● Requirement
Each line of the data that includes the string "pitched" is to be copied out.

● Material provided
· · · ·
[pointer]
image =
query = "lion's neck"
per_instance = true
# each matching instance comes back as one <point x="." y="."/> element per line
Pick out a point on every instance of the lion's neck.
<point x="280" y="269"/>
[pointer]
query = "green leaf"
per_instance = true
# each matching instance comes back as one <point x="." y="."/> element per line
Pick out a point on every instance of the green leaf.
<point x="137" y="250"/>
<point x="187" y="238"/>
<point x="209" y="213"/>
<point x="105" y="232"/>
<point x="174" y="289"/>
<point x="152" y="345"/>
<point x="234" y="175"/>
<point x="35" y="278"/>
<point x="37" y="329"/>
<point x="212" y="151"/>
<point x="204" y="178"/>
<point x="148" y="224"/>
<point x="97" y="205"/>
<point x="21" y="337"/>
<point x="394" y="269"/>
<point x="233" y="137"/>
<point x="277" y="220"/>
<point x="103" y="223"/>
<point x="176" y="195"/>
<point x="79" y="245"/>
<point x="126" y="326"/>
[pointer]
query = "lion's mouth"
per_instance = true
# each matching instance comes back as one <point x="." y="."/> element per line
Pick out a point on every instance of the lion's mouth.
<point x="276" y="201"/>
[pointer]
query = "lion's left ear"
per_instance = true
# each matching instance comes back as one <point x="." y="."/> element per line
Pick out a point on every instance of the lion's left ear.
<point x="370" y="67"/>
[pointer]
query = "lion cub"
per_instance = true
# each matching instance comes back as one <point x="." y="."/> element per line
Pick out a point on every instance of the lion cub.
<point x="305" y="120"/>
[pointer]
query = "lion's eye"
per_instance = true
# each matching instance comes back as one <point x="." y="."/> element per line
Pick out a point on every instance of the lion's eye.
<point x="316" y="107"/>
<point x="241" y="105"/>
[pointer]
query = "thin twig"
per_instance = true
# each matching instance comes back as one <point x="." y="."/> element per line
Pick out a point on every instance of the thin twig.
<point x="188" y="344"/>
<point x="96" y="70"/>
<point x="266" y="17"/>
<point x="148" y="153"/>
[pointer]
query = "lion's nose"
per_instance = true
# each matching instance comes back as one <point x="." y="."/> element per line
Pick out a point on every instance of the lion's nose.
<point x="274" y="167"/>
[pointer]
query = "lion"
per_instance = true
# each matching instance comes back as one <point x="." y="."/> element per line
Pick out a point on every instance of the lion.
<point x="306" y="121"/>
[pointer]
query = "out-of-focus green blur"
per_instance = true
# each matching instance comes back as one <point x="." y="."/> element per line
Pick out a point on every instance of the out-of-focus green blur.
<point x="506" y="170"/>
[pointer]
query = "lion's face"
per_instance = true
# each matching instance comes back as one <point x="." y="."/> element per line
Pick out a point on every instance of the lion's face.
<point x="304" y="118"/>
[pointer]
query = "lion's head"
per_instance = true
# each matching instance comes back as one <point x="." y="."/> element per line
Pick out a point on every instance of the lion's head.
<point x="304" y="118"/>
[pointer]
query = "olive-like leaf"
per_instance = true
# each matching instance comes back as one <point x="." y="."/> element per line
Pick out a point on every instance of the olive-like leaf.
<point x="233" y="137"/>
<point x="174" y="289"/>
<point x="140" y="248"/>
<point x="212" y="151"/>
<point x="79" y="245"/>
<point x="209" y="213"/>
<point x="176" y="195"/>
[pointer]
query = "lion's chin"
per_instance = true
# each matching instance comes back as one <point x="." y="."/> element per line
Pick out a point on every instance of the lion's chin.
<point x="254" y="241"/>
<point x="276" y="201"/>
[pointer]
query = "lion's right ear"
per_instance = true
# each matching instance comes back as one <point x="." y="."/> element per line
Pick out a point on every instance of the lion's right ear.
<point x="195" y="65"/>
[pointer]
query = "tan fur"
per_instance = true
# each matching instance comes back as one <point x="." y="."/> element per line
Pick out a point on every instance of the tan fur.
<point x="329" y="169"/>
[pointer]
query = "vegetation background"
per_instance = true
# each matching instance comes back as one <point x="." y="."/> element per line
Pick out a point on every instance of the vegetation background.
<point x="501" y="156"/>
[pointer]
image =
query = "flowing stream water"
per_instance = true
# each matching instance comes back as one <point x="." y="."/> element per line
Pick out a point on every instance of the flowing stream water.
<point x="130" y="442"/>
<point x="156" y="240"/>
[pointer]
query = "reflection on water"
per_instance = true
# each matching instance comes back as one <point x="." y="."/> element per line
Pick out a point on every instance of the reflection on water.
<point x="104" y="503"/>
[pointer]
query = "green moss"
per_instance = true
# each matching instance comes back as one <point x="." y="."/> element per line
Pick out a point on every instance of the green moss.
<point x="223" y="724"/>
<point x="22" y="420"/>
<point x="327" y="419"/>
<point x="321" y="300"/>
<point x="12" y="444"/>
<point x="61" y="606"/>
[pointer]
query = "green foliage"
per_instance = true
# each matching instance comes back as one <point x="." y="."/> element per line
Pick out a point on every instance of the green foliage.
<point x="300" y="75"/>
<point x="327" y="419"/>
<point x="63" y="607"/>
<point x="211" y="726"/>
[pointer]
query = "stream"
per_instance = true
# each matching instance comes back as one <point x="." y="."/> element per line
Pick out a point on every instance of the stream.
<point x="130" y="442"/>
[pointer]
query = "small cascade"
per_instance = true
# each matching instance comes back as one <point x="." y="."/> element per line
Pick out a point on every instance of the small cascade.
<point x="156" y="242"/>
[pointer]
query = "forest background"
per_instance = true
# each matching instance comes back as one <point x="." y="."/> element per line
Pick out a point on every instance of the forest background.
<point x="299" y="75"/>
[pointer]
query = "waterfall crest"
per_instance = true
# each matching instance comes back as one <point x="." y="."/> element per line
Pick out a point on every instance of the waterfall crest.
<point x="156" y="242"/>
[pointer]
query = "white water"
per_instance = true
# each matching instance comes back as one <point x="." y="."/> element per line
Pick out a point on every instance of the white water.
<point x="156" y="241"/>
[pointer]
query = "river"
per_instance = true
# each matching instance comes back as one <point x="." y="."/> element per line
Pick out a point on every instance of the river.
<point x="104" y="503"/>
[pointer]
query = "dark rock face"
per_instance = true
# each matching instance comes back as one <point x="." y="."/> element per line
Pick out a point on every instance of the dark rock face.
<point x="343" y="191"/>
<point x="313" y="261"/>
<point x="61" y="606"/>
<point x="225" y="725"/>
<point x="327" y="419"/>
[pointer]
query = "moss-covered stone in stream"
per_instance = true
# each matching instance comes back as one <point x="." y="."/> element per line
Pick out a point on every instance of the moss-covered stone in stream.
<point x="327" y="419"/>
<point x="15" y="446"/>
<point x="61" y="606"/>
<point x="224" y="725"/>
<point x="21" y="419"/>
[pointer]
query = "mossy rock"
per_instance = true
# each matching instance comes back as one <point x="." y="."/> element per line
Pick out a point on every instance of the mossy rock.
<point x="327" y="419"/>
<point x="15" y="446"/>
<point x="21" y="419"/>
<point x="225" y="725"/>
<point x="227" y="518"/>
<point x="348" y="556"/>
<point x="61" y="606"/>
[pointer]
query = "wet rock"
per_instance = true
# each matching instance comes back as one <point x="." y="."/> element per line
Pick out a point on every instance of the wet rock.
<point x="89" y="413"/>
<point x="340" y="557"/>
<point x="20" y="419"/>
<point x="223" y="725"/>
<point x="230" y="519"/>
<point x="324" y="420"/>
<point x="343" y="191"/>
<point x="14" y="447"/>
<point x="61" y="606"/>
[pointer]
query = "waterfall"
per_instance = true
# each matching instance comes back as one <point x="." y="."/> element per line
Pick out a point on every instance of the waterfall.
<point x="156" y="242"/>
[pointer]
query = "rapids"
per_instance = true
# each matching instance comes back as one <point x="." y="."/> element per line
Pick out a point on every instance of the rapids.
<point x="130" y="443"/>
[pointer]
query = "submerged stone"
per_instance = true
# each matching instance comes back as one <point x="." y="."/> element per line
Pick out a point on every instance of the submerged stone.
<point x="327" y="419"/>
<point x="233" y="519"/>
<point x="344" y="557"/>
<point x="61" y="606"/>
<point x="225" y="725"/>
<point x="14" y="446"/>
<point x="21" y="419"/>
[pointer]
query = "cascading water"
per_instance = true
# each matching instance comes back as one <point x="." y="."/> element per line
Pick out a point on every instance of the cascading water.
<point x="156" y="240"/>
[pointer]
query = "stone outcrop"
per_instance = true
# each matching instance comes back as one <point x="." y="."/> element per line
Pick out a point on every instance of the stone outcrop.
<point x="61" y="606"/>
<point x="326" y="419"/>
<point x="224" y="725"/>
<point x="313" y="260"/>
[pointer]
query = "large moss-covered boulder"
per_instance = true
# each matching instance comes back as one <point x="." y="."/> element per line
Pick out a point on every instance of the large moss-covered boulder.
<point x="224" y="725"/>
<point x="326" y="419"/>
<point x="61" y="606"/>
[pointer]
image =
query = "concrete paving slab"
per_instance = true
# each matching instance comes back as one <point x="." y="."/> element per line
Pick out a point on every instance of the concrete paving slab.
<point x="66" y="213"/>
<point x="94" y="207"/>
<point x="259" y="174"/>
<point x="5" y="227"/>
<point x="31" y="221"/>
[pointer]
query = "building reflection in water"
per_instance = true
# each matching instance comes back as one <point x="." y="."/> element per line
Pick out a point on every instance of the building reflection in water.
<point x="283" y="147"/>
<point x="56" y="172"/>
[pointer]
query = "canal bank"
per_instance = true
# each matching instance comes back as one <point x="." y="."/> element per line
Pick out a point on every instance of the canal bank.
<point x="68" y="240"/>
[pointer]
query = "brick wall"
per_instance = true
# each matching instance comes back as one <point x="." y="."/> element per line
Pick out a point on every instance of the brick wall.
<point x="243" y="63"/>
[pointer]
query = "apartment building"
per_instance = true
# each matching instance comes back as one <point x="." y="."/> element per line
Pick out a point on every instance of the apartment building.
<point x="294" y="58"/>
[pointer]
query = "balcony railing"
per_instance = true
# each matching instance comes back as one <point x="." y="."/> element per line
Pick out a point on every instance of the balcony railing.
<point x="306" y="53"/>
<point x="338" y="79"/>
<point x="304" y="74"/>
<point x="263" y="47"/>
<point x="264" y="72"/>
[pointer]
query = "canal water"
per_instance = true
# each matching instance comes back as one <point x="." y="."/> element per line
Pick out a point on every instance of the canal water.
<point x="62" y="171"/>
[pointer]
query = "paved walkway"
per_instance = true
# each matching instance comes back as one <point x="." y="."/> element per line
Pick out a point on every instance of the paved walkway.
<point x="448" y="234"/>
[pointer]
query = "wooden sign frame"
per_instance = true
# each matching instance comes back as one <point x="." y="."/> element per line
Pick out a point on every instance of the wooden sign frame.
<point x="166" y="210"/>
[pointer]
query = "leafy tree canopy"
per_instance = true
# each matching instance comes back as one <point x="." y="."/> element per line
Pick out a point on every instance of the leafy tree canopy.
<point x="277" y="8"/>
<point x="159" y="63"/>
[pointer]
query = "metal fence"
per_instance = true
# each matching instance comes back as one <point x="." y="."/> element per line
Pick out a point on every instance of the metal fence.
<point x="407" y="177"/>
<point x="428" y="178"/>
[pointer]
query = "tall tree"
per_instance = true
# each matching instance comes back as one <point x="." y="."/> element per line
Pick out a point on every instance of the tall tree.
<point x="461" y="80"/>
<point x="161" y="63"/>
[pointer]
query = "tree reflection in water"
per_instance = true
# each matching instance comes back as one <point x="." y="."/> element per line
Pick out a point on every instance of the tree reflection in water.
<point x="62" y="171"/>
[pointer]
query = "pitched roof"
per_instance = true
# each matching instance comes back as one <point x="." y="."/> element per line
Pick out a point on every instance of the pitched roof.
· · · ·
● Answer to this exercise
query = "pitched roof"
Pick out a point on every instance of the pitched roof.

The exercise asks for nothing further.